◆ What the exercise asks ◆
Can you repeat every item below word for word, with nothing added or changed?

◆ Provided information ◆

--- START ---

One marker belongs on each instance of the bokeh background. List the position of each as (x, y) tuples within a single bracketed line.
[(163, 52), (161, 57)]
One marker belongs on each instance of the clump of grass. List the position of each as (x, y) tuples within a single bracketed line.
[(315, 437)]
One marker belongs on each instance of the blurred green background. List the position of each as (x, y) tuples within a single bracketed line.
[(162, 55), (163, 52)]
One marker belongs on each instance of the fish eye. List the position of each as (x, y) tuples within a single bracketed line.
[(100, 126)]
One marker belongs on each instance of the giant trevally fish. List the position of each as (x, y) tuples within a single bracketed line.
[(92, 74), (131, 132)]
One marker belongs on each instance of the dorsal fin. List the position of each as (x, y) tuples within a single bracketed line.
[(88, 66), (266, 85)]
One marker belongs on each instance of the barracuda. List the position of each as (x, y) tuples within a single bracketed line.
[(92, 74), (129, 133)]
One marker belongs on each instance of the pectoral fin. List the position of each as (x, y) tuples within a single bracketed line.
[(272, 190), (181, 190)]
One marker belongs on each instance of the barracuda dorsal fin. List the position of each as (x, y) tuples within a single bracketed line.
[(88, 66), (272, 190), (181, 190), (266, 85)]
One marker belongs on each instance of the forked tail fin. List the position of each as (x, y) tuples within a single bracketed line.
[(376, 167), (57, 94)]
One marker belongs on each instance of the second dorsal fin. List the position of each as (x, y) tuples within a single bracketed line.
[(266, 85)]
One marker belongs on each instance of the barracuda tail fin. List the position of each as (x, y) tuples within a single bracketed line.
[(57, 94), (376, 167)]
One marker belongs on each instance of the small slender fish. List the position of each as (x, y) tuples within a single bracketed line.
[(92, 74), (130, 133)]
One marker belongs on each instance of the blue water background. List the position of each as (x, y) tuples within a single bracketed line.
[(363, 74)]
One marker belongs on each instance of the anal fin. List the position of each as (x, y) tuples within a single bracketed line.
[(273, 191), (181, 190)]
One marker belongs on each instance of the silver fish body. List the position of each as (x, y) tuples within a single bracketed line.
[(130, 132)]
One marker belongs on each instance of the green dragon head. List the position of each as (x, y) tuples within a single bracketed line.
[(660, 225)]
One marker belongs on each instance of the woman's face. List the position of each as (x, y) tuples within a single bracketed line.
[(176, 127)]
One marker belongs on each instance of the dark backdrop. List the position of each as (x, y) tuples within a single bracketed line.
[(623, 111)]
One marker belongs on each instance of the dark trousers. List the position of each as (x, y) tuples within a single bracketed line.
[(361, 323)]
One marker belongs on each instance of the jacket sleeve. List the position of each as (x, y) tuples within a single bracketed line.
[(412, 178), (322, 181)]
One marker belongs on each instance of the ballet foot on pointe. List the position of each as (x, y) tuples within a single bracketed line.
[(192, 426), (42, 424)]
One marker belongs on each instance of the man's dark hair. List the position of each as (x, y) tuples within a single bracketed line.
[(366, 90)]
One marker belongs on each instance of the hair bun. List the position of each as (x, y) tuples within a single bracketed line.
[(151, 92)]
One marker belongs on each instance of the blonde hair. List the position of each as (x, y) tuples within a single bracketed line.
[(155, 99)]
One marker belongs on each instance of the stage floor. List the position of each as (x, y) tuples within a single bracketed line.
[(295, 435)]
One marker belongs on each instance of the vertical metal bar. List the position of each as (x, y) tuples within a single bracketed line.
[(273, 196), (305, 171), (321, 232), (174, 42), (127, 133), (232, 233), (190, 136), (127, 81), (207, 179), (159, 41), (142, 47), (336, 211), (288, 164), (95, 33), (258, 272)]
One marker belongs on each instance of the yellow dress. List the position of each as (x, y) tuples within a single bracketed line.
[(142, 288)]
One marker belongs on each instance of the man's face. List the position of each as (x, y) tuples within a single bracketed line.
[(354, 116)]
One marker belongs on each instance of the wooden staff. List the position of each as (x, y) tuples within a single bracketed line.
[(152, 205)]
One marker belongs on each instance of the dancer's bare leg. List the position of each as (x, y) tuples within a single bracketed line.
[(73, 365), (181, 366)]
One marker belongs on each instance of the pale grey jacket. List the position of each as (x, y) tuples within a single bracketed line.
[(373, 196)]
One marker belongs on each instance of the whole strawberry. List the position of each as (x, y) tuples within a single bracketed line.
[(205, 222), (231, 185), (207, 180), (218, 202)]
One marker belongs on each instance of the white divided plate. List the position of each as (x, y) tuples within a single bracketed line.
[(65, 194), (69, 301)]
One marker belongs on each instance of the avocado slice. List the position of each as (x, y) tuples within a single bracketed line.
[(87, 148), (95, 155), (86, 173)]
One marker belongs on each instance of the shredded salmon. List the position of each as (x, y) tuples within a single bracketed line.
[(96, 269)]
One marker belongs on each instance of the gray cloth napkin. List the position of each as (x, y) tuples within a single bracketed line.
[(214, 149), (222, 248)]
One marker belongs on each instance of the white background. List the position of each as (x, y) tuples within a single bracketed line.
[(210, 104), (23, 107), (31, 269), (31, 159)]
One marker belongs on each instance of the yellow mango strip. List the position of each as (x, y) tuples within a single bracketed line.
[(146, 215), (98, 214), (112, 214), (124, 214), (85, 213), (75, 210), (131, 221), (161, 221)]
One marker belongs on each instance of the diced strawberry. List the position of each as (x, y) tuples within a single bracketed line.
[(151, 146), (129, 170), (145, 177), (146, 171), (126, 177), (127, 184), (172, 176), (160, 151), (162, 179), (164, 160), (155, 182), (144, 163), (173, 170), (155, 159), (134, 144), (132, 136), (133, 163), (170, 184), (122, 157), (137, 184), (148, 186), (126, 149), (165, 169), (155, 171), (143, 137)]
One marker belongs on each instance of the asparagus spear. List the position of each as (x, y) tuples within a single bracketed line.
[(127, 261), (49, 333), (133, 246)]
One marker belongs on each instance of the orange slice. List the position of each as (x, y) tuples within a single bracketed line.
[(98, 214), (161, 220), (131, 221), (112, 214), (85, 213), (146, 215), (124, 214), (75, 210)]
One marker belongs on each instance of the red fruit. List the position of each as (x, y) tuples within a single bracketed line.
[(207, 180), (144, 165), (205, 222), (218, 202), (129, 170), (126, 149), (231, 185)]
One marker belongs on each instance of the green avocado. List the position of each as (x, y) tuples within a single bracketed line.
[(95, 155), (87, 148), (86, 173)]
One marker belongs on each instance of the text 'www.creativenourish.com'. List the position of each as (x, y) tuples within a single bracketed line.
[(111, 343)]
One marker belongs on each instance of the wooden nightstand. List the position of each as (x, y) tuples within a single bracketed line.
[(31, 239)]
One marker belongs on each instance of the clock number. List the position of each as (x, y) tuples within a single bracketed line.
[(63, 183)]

--- END ---

◆ Answer ◆
One marker belongs on each instance of the bokeh background. List the position of each as (x, y) tuples within a single bracketed line.
[(163, 52), (161, 57)]
One marker belongs on each instance of the clump of grass. List the position of each as (x, y) tuples within a single bracketed line.
[(315, 437)]
One marker belongs on each instance of the blurred green background. List the position of each as (x, y) tuples within a single bracketed line.
[(162, 55), (163, 52)]
One marker belongs on each instance of the fish eye. List the position of each as (x, y) tuples within a single bracketed line.
[(100, 126)]
One marker belongs on each instance of the giant trevally fish. List the position of each as (x, y) tuples within a single bracketed line.
[(92, 74), (131, 132)]
One marker belongs on each instance of the dorsal fin. List the position of each as (x, y) tuples within a single bracketed line.
[(88, 66), (266, 85)]
One marker belongs on each instance of the barracuda. List the position of each as (x, y) tuples within a single bracketed line.
[(92, 74), (129, 133)]
One marker belongs on each instance of the pectoral fin. List the position of each as (x, y) tuples within a single bracketed line.
[(272, 190), (181, 190)]
One marker belongs on each instance of the barracuda dorsal fin. List the position of each as (x, y) tuples within a single bracketed line.
[(88, 66), (272, 190), (181, 190), (266, 85)]
One marker belongs on each instance of the forked tail fin. List the position of each as (x, y) tuples within a single bracketed line.
[(376, 167), (57, 94)]
One marker belongs on each instance of the second dorsal fin. List the position of each as (x, y) tuples within a single bracketed line.
[(266, 85)]
One marker belongs on each instance of the barracuda tail fin. List the position of each as (x, y) tuples within a single bracketed line.
[(57, 94), (376, 167)]
One marker belongs on each instance of the small slender fish. List the position of each as (x, y) tuples within a single bracketed line.
[(92, 74), (130, 133)]
One marker belongs on each instance of the blue water background. List the position of each as (x, y) tuples within a single bracketed line.
[(363, 74)]
One marker belongs on each instance of the anal fin. List the position of each as (x, y) tuples within a single bracketed line.
[(273, 191), (181, 190)]
One marker belongs on each instance of the silver fish body. List the position of each as (x, y) tuples within a single bracketed line.
[(130, 132)]
One marker belongs on each instance of the green dragon head. List the position of each as (x, y) tuples within a single bracketed line.
[(660, 225)]
One marker belongs on each instance of the woman's face. List the position of each as (x, y) tuples within a single bracketed line.
[(176, 127)]
One marker belongs on each instance of the dark backdrop. List the position of each as (x, y) tuples within a single bracketed line.
[(623, 111)]
One marker belongs on each instance of the dark trousers. List the position of each as (x, y) tuples within a single bracketed line.
[(361, 323)]
One marker belongs on each instance of the jacket sleeve. List the position of each as (x, y) tuples within a single bracketed line.
[(412, 178), (322, 181)]
One marker belongs on each instance of the ballet foot on pointe. List the position of each as (x, y) tuples within a single bracketed line.
[(192, 426), (42, 424)]
One marker belongs on each instance of the man's dark hair. List the position of each as (x, y) tuples within a single bracketed line.
[(366, 90)]
One marker belongs on each instance of the hair bun. List the position of each as (x, y) tuples within a single bracketed line.
[(151, 92)]
One marker belongs on each instance of the blonde hair. List the position of each as (x, y) tuples within a single bracketed line.
[(155, 99)]
One marker belongs on each instance of the stage floor. List the position of each as (x, y) tuples within a single bracketed line.
[(295, 435)]
One marker belongs on each instance of the vertical metal bar. List the position of each as (x, y) tuples within a single bracketed line.
[(273, 196), (305, 171), (321, 232), (174, 42), (127, 133), (232, 233), (190, 136), (127, 81), (207, 179), (159, 41), (142, 47), (336, 211), (288, 164), (95, 33), (258, 272)]
One marker belongs on each instance of the yellow dress. List the position of each as (x, y) tuples within a single bracketed line.
[(142, 288)]
One marker belongs on each instance of the man's face. List the position of each as (x, y) tuples within a single bracketed line.
[(354, 116)]
One marker belongs on each instance of the wooden staff. List the position of each as (x, y) tuples within a single bracketed line.
[(152, 205)]
One marker belongs on each instance of the dancer's bare leg. List the position of each as (x, y) tuples within a single bracketed line.
[(73, 365), (181, 366)]
One marker belongs on each instance of the pale grey jacket. List the position of each as (x, y) tuples within a single bracketed line.
[(373, 196)]
One marker belongs on each instance of the whole strawberry. List the position of each as (x, y) tuples within a single bracketed line.
[(205, 222), (231, 185), (207, 180), (218, 202)]
One marker belongs on each instance of the white divided plate. List the position of each as (x, y) tuples within a single bracketed line.
[(65, 194), (69, 301)]
One marker belongs on each instance of the avocado slice. List the position of each as (x, y) tuples within a single bracketed line.
[(87, 148), (95, 155), (86, 173)]
One marker belongs on each instance of the shredded salmon. List the position of each as (x, y) tuples within a single bracketed line.
[(96, 269)]
One marker belongs on each instance of the gray cloth napkin. List the position of each as (x, y) tuples within a single bracketed line.
[(214, 149), (222, 248)]
One marker belongs on each instance of the white background. List the position of each as (x, y) tuples within a single bracketed line.
[(210, 104), (23, 107), (31, 269), (31, 159)]
One marker belongs on each instance of the yellow mango strip. List the position of each as (x, y) tuples within a single bracketed line.
[(146, 215), (98, 214), (112, 214), (124, 214), (85, 213), (75, 210), (131, 221), (161, 221)]
One marker belongs on each instance of the diced strawberry. List the position of each as (x, y) tuples within a single bracketed line.
[(151, 146), (129, 170), (145, 177), (146, 171), (126, 177), (127, 184), (172, 176), (160, 151), (162, 179), (164, 160), (155, 182), (144, 163), (173, 170), (155, 159), (134, 144), (132, 136), (133, 163), (170, 184), (122, 157), (137, 184), (148, 186), (126, 149), (165, 169), (155, 171), (143, 137)]
One marker belongs on each instance of the asparagus spear. List the position of each as (x, y) tuples within a single bracketed line.
[(127, 261), (49, 333), (133, 246)]
One marker belongs on each instance of the orange slice. List the position of each as (x, y) tuples within a single bracketed line.
[(98, 214), (161, 220), (131, 221), (112, 214), (85, 213), (146, 215), (124, 214), (75, 210)]
One marker belongs on each instance of the red fruit. List the position of each as (x, y) tuples within a single bracketed line.
[(207, 180), (144, 165), (205, 222), (218, 202), (129, 170), (126, 149), (231, 185)]
One marker belongs on each instance of the green avocado. List the position of each as (x, y) tuples within a single bracketed line.
[(95, 155), (87, 148), (86, 173)]
One marker belongs on each instance of the text 'www.creativenourish.com'. List the position of each as (x, y) tuples within a single bracketed line.
[(111, 343)]
One marker belongs on each instance of the wooden nightstand. List the position of each as (x, y) tuples within a single bracketed line.
[(31, 239)]
One marker belongs on each instance of the clock number. List the position of each as (x, y) tuples within a single bracketed line.
[(63, 183)]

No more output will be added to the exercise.